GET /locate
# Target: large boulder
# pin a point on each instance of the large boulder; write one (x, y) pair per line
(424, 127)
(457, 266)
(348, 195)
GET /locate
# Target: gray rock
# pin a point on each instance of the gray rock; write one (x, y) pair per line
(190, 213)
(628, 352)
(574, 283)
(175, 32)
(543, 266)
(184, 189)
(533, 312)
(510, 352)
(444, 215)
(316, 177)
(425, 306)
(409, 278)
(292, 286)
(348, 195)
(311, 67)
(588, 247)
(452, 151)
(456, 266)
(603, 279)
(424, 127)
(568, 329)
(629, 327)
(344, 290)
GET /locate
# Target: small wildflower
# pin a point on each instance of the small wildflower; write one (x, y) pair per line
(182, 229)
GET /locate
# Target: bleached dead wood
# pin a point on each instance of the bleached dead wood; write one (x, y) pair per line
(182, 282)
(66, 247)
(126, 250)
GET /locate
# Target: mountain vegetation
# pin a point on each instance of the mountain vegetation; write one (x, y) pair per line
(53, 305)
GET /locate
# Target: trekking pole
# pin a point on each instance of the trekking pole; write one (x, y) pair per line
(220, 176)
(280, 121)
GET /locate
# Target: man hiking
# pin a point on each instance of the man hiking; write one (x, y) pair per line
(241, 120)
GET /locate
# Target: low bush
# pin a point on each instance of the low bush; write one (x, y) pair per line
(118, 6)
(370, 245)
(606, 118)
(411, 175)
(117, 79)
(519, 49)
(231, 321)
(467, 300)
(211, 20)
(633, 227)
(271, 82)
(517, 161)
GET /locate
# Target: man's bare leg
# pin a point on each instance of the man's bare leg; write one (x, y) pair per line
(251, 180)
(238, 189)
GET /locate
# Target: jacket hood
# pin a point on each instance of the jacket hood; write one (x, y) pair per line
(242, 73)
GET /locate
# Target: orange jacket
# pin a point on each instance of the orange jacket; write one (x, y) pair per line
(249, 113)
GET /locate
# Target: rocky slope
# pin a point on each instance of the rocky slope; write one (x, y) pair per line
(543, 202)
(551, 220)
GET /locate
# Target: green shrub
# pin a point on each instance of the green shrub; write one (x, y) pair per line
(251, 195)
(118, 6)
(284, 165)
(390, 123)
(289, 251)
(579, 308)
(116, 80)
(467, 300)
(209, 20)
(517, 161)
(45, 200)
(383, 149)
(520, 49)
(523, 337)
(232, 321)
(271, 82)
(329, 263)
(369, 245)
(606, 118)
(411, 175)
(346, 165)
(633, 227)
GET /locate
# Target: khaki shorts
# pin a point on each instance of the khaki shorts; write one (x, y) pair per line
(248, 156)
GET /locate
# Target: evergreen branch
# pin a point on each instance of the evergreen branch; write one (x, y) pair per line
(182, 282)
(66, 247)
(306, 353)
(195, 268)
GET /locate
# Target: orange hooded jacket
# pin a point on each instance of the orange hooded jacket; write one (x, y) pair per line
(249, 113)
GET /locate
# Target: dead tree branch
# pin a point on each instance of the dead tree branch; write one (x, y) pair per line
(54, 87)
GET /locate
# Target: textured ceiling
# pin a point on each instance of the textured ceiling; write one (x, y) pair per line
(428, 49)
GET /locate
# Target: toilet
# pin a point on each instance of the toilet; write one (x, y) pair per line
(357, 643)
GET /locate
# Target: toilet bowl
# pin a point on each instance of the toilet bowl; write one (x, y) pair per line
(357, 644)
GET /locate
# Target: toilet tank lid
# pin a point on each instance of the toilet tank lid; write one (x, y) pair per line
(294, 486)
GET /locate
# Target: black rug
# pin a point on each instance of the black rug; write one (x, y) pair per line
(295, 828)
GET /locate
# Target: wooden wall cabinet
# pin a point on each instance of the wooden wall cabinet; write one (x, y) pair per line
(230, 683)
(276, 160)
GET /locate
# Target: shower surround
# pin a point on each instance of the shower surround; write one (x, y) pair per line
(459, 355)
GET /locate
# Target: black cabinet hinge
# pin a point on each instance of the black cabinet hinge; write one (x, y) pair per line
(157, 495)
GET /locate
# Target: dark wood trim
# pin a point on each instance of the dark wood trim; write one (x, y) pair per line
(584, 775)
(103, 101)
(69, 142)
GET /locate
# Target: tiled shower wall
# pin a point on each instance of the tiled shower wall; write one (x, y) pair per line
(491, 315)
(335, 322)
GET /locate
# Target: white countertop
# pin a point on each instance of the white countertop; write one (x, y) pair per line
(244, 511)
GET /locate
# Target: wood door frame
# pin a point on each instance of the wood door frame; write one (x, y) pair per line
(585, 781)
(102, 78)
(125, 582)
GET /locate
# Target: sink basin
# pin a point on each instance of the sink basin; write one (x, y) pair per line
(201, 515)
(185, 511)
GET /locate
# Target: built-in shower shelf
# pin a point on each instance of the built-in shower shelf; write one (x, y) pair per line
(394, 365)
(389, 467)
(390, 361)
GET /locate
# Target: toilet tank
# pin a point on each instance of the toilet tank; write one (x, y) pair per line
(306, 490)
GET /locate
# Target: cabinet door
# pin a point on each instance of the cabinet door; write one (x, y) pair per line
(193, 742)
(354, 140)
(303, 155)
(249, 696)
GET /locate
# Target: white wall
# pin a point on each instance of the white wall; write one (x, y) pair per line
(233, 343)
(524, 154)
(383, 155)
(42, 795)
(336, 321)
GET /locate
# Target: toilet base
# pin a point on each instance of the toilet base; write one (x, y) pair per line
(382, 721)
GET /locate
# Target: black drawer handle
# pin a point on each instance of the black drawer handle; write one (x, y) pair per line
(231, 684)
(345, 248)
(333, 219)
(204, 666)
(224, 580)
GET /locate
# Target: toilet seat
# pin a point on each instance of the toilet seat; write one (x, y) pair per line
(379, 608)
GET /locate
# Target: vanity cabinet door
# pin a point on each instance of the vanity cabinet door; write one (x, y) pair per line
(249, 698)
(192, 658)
################
Copy out the material above in its entirety. Every detail must match.

◆ Answer to this exercise ◆
GET /locate
# Target: large boulder
# pin a point on each instance of the large boulder; write one (x, y) pair per line
(424, 127)
(457, 266)
(348, 195)
GET /locate
# Target: gray rock
# pin a point on each instance of the gray rock; write one (x, y) pair per line
(190, 213)
(628, 352)
(574, 283)
(175, 32)
(543, 266)
(184, 189)
(533, 312)
(510, 352)
(444, 215)
(316, 177)
(425, 306)
(409, 278)
(292, 286)
(348, 195)
(311, 67)
(588, 247)
(452, 151)
(456, 266)
(603, 279)
(424, 127)
(568, 329)
(629, 327)
(344, 290)
GET /locate
# Target: small wildflower
# pin a point on each instance of the small wildflower; write one (x, y) pair per line
(182, 229)
GET /locate
# Target: bleached dead wood
# pin a point on each instance of the bleached dead wood; write one (x, y) pair per line
(182, 282)
(66, 247)
(126, 250)
GET /locate
# Target: mountain vegetation
# pin a point on each instance of the mountain vegetation; write one (x, y) pair per line
(53, 305)
GET /locate
# Target: trekking pole
# pin a point on each instance of the trekking pole; write one (x, y) pair per line
(220, 176)
(280, 121)
GET /locate
# Target: man hiking
# pin a point on each instance of the man hiking; write one (x, y) pair per line
(241, 120)
GET /locate
# Target: low bush
# pin a point on each instance of the low bush; write one (x, y) pair per line
(118, 6)
(370, 245)
(606, 118)
(411, 175)
(117, 79)
(519, 49)
(231, 321)
(467, 300)
(211, 20)
(633, 227)
(271, 82)
(517, 161)
GET /locate
# Target: man's bare leg
# pin a point on each instance of the man's bare leg; write one (x, y) pair per line
(251, 180)
(238, 189)
GET /locate
# Target: jacket hood
# pin a point on each instance of the jacket hood; write one (x, y) pair per line
(242, 73)
GET /locate
# Target: orange jacket
# pin a point on each instance of the orange jacket; write one (x, y) pair per line
(249, 113)
GET /locate
# Target: rocky slope
# pin a point on each instance of the rocky slope; write one (x, y) pair per line
(543, 202)
(551, 220)
GET /locate
# Target: green shrub
# pin a point on each instance of the green shrub; write one (x, y) pair per line
(251, 195)
(118, 6)
(284, 165)
(390, 123)
(289, 251)
(579, 308)
(116, 80)
(467, 300)
(209, 20)
(517, 161)
(45, 200)
(383, 149)
(520, 49)
(523, 337)
(232, 321)
(271, 82)
(329, 263)
(369, 245)
(606, 118)
(411, 175)
(346, 165)
(633, 227)
GET /locate
# Target: khaki shorts
# pin a point on each instance of the khaki shorts; write one (x, y) pair per line
(248, 156)
GET /locate
# Target: evergreen branch
# pin a point on each instance of the evergreen branch; write one (x, y) pair per line
(182, 282)
(66, 247)
(306, 353)
(195, 268)
GET /locate
# Target: orange hooded jacket
# pin a point on each instance of the orange hooded jacket; write one (x, y) pair per line
(249, 113)
GET /locate
# Target: dead tree branch
# pin a point on each instance of the dead tree branch; write one (x, y) pair per line
(54, 87)
GET /locate
# Target: textured ceiling
# pin a point on each instance of the textured ceiling; write one (x, y) pair per line
(428, 49)
GET /locate
# Target: toilet
# pin a point on each instance of the toilet; write one (x, y) pair per line
(357, 643)
GET /locate
# Target: toilet bowl
# pin a point on each instance of the toilet bowl; write one (x, y) pair per line
(357, 644)
GET /locate
# Target: toilet tank lid
# pin a point on each instance of the toilet tank lid; write one (x, y) pair per line
(294, 486)
GET /locate
# Target: black rug
# pin a point on each instance of the black rug; write one (x, y) pair per line
(295, 828)
GET /locate
# Target: wooden wall cabinet
# pin a point on each instance of the wooden wall cabinet; write one (x, y) pair per line
(230, 683)
(276, 160)
GET /locate
# Target: shower surround
# pin a point on each instance of the shower surround; write one (x, y) pair per line
(459, 355)
GET /locate
# Target: black cabinet hinge
# pin a point on each instance of the black cabinet hinge; write one (x, y) pair per line
(157, 495)
GET /locate
# Target: dark wood trim
# pin a point on each instance of the dark wood trim; write one (x, y) pair per line
(584, 775)
(103, 101)
(69, 142)
GET /locate
# Target: tiled shower wall
# pin a point on each instance of the tiled shower wall; write one (x, y) pair per line
(491, 315)
(335, 322)
GET /locate
# Target: white countertop
# pin a point on each instance of the white countertop; write one (x, y) pair per line
(244, 511)
GET /locate
# Target: wood door frame
# pin a point on each instance of the wood door frame; write one (x, y) pair per line
(585, 781)
(102, 78)
(125, 582)
GET /locate
# Target: sink basin
# pin a point on each instance of the sink basin; write one (x, y) pair per line
(201, 515)
(185, 511)
GET /locate
# Target: built-in shower shelf
# pin a point on each instance of the built-in shower shelf; write one (x, y) pair per line
(394, 365)
(389, 467)
(390, 361)
GET /locate
# Target: toilet tank
# pin a point on each instance of the toilet tank; write one (x, y) pair per line
(306, 490)
GET /locate
# Target: cabinet door
# pin a point on each instance of the cabinet door; write one (x, y) pair per line
(193, 742)
(354, 140)
(303, 155)
(249, 696)
GET /locate
# Target: white wall
# pin a point on each instance of the white wall; write one (x, y) pair per line
(233, 343)
(524, 154)
(383, 155)
(42, 795)
(336, 321)
GET /locate
# Target: toilet base
# pin a point on each instance of the toilet base; write one (x, y) pair per line
(382, 721)
GET /locate
# Target: black drawer handle
# pin a point on each instance of the black drawer handle; write one (x, y) pair per line
(231, 684)
(345, 248)
(333, 219)
(204, 666)
(224, 580)
GET /locate
# Target: toilet seat
# pin a point on each instance of the toilet seat; write one (x, y) pair per line
(379, 608)
GET /locate
# Target: vanity cabinet door
# pin a point on each instance of the vanity cabinet door; write one (x, y) pair per line
(249, 698)
(192, 658)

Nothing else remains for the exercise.